Exercise — Put the lines from the one containing "trace: dry reed bed" through the one containing "Now the dry" into a JSON list of strings, one string per line, with blank lines omitted.

--- start Data for this task ---

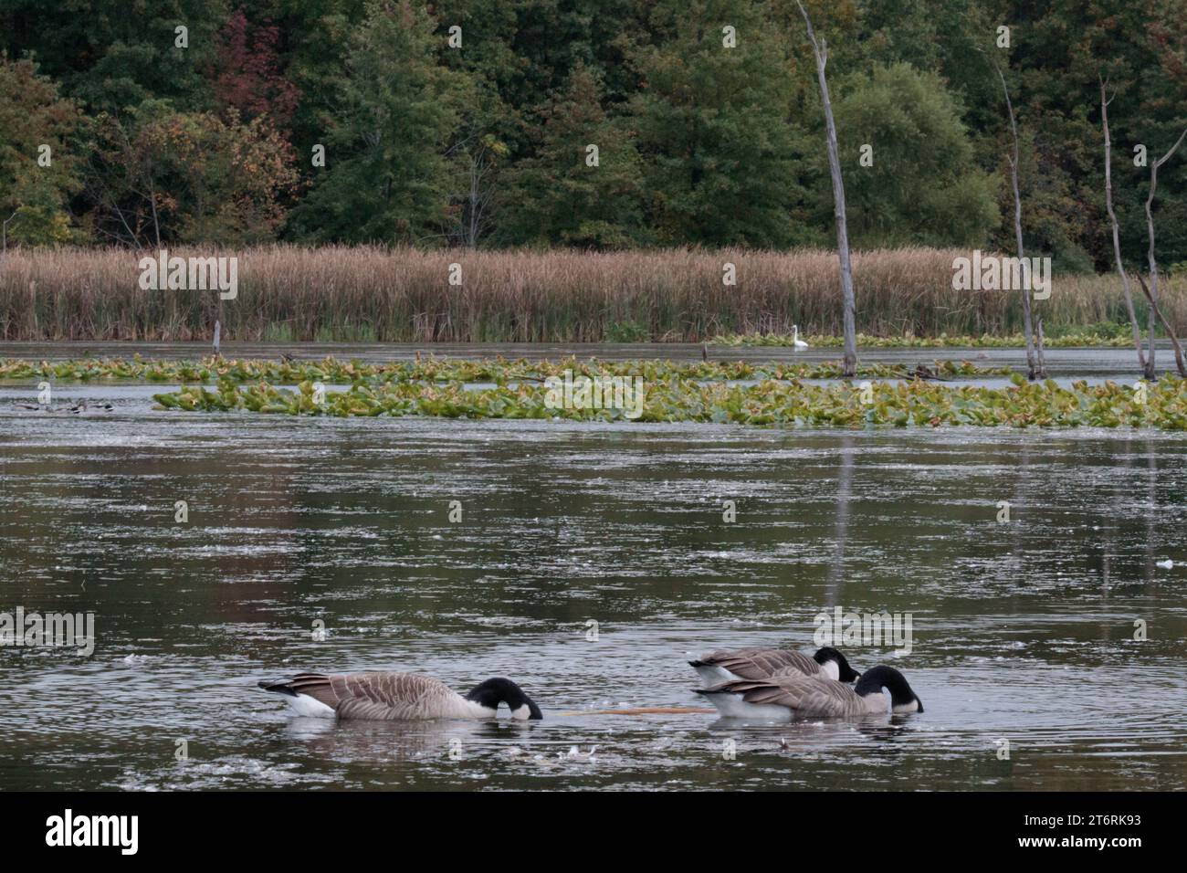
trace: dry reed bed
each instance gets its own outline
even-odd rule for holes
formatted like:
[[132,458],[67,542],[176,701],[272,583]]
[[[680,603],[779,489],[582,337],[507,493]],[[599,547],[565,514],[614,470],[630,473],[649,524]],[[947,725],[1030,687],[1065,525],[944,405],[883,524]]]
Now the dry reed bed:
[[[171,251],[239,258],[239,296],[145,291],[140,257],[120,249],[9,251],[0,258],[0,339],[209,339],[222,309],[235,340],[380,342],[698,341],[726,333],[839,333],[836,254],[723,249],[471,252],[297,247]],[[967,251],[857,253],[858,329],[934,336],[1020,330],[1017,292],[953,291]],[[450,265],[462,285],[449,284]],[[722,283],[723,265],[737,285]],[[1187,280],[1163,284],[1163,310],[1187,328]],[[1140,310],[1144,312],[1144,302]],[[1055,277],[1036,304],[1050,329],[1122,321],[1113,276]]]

--- end Data for this task ---
--- start Data for this task ---

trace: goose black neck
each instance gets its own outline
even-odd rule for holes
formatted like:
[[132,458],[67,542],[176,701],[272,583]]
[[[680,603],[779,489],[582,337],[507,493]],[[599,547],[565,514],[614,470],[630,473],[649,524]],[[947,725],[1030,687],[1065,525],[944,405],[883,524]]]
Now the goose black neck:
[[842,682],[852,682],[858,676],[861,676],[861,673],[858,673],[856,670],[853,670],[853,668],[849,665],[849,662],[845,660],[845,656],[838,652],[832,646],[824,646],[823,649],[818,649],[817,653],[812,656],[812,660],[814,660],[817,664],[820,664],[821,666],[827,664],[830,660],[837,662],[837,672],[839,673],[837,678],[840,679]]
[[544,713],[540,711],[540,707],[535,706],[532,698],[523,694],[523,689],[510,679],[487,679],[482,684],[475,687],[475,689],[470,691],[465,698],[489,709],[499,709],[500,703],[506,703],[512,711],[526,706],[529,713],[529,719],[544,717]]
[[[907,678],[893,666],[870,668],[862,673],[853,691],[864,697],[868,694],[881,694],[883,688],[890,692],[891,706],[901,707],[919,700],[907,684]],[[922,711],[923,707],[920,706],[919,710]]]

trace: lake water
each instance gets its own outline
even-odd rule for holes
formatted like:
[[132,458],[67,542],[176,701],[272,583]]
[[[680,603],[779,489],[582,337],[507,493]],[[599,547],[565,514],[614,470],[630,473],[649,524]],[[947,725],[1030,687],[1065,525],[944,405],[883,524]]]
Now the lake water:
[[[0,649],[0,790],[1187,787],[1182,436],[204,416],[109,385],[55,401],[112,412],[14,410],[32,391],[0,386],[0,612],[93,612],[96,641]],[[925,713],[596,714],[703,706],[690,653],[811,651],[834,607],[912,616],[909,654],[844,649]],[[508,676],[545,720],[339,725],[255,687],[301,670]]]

--- end Data for this task ---

Answer to the exercise —
[
  "trace: dry reed bed",
  "each instance gets its own outline",
  "even-odd rule for holes",
  "formatted like:",
  "[[132,458],[67,542],[176,701],[272,583]]",
  "[[[680,603],[779,489],[582,337],[507,493]],[[599,547],[565,514],[614,470],[630,473],[649,524]],[[947,725],[1030,687],[1065,525],[944,405],[883,524]]]",
  "Now the dry reed bed:"
]